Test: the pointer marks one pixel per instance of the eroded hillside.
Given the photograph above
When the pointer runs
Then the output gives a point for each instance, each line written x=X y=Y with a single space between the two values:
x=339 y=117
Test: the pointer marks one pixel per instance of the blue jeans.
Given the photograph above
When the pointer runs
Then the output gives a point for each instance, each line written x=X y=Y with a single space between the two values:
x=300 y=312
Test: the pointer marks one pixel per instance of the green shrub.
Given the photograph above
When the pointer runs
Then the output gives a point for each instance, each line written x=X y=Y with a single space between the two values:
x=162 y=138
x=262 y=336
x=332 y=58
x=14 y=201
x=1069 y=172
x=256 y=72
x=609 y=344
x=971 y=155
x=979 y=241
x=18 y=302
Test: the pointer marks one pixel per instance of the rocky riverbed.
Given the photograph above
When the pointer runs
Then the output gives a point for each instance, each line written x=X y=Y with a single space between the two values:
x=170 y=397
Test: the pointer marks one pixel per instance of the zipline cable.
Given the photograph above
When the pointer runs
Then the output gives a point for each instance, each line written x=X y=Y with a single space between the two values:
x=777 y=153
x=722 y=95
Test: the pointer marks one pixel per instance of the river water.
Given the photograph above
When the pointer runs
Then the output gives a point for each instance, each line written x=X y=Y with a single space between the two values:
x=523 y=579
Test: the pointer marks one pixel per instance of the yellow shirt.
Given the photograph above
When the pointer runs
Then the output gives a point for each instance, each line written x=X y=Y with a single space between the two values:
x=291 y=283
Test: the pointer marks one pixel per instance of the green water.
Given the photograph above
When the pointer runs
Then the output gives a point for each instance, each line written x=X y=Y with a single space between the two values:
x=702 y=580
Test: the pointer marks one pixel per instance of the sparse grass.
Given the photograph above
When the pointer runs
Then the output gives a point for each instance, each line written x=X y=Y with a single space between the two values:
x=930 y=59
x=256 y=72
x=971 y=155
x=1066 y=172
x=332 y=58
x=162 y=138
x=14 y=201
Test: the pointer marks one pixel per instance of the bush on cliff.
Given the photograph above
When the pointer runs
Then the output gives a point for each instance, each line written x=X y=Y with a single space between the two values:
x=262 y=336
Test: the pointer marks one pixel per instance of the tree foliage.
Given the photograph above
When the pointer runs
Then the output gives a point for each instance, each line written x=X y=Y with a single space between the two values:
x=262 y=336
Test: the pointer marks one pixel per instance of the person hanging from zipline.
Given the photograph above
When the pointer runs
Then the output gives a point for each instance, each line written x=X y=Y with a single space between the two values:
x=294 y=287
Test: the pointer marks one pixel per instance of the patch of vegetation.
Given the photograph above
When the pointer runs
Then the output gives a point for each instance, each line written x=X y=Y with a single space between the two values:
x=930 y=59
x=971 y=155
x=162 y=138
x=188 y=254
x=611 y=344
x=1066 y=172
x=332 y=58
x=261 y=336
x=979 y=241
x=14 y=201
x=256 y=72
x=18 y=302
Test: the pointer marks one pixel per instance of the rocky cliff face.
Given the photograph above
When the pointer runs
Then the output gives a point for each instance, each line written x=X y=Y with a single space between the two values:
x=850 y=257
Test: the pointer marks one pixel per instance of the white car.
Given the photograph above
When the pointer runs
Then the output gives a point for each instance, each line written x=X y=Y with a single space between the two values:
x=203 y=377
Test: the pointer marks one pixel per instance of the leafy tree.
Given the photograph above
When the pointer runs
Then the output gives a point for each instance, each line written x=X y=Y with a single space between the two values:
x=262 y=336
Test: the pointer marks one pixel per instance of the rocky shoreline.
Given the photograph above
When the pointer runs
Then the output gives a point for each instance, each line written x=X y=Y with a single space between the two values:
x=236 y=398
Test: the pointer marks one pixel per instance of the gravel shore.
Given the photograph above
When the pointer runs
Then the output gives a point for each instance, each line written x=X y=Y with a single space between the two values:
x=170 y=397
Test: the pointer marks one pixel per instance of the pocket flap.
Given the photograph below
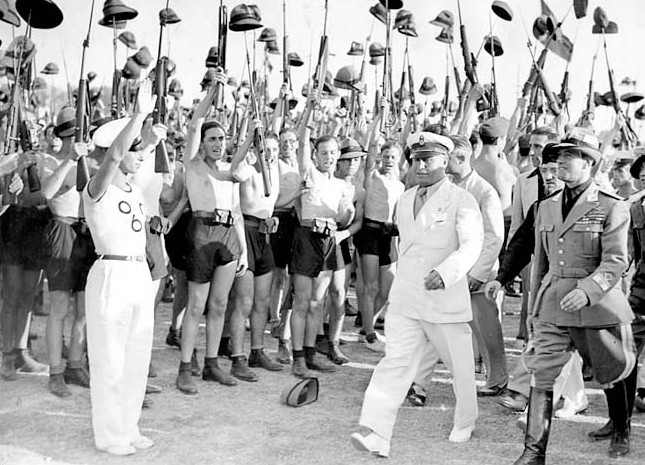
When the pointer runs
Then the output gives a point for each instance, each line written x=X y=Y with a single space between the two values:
x=588 y=227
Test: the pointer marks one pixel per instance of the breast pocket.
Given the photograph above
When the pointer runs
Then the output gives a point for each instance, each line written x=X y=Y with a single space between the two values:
x=588 y=236
x=546 y=234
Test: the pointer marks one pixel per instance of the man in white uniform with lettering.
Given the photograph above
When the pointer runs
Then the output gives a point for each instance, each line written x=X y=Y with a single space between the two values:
x=118 y=295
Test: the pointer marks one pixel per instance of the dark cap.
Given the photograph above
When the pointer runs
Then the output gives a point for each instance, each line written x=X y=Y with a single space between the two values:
x=350 y=148
x=494 y=127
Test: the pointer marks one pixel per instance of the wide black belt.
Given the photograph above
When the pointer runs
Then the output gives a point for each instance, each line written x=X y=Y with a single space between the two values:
x=122 y=258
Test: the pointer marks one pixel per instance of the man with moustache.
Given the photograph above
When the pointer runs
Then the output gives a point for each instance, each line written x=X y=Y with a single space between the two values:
x=580 y=255
x=441 y=238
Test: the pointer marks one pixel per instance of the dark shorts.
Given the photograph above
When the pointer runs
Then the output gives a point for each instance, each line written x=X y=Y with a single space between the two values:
x=258 y=251
x=209 y=245
x=312 y=253
x=175 y=242
x=70 y=255
x=154 y=254
x=282 y=240
x=374 y=241
x=22 y=236
x=343 y=255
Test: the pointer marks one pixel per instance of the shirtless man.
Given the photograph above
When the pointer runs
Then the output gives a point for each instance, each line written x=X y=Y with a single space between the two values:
x=282 y=240
x=325 y=204
x=252 y=290
x=493 y=167
x=375 y=242
x=349 y=163
x=69 y=252
x=22 y=229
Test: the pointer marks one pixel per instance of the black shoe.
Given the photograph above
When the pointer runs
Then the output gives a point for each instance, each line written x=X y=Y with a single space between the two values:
x=600 y=434
x=240 y=369
x=493 y=391
x=77 y=376
x=619 y=445
x=318 y=363
x=416 y=396
x=27 y=364
x=335 y=355
x=350 y=310
x=639 y=403
x=513 y=400
x=173 y=339
x=537 y=428
x=510 y=291
x=224 y=349
x=259 y=359
x=195 y=369
x=212 y=372
x=152 y=389
x=185 y=382
x=57 y=386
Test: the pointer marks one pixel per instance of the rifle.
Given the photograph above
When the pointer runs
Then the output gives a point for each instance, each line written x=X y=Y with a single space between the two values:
x=116 y=102
x=28 y=137
x=413 y=100
x=218 y=101
x=258 y=137
x=160 y=113
x=82 y=113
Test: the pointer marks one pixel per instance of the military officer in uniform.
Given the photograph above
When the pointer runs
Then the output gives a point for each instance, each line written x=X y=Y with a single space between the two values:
x=580 y=255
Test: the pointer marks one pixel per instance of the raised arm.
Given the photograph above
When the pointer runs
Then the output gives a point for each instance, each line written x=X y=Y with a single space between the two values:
x=115 y=154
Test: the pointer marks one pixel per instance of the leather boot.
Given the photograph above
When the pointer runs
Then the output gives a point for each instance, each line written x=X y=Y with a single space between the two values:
x=8 y=369
x=619 y=404
x=538 y=428
x=185 y=382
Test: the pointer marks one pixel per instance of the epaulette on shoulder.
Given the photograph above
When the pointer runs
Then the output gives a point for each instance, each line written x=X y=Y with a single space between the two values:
x=638 y=196
x=610 y=194
x=552 y=194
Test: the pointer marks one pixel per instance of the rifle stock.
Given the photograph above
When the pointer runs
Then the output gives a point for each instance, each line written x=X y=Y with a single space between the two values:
x=160 y=113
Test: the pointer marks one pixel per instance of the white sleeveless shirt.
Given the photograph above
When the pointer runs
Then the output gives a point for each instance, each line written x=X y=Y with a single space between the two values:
x=116 y=221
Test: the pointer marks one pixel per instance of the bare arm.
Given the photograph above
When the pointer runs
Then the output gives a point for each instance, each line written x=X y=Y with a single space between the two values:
x=115 y=154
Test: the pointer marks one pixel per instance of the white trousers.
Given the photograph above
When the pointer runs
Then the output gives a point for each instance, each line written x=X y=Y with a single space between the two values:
x=406 y=342
x=120 y=318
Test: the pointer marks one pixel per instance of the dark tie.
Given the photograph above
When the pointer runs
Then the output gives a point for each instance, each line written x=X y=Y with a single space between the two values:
x=419 y=200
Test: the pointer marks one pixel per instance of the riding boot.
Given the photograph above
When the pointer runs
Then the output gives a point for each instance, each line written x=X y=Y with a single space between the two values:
x=538 y=427
x=619 y=404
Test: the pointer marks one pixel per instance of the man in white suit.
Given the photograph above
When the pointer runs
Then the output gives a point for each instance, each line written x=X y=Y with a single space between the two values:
x=441 y=238
x=485 y=324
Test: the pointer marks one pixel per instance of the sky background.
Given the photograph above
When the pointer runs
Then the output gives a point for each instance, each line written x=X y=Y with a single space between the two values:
x=350 y=20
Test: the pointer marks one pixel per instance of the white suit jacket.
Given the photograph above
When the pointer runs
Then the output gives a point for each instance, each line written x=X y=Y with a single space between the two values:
x=447 y=237
x=485 y=268
x=525 y=193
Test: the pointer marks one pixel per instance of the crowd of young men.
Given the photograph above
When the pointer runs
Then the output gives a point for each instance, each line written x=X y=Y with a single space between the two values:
x=420 y=218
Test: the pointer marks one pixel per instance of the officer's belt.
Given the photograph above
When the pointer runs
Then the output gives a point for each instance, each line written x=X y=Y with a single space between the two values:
x=569 y=272
x=70 y=220
x=217 y=216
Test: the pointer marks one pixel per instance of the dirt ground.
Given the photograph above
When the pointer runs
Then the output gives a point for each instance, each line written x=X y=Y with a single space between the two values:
x=247 y=424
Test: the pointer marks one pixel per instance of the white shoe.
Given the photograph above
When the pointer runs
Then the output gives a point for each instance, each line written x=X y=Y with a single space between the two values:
x=142 y=443
x=461 y=434
x=372 y=443
x=569 y=408
x=119 y=450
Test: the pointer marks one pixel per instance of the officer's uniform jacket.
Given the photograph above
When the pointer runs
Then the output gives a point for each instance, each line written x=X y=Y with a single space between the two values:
x=446 y=236
x=588 y=251
x=637 y=251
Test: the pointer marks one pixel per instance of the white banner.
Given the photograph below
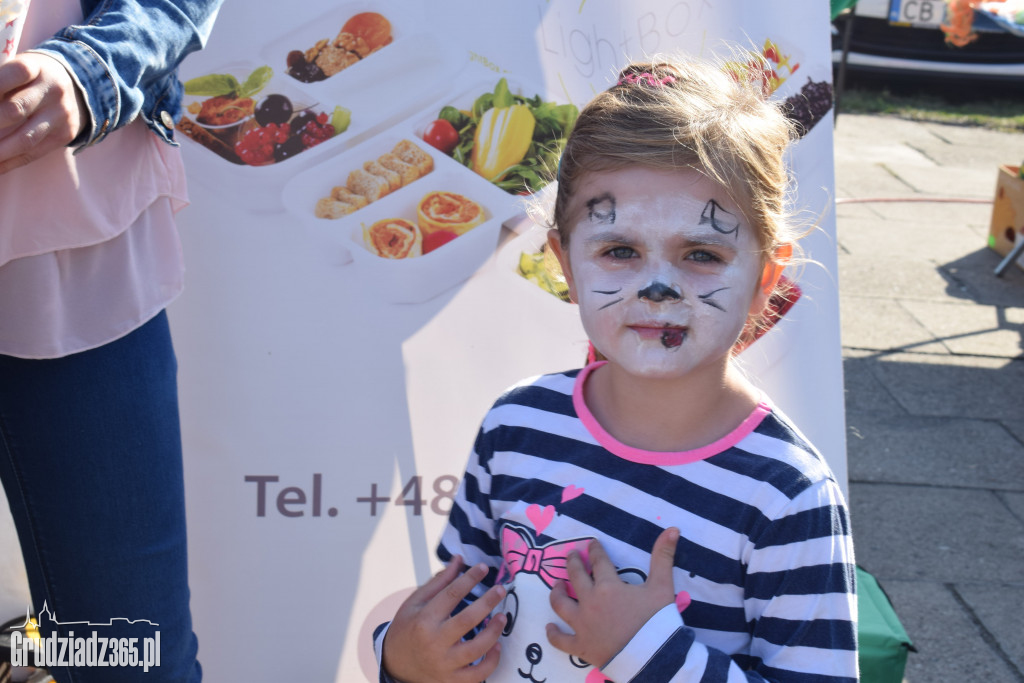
-------
> _WHAT THIS TASK INVOLVES_
Return, unchanged, the lines from the one containing "Test: the pointer marks one pixel per instance of the tree" up to and including the one containing "x=294 y=287".

> _EXERCISE OUTPUT_
Test: the pointer marks one pixel per instance of the tree foliage.
Given the photograph above
When the pointer runs
Then the output gives a point for each instance, each line written x=X y=Y with a single space between the two values:
x=262 y=336
Test: the pointer marks one pixel per instance of the person hanging from zipline.
Given the photograph above
When the pointer runs
Then the output gives a point for each instance, each line written x=X y=Y with a single space between the two values:
x=294 y=287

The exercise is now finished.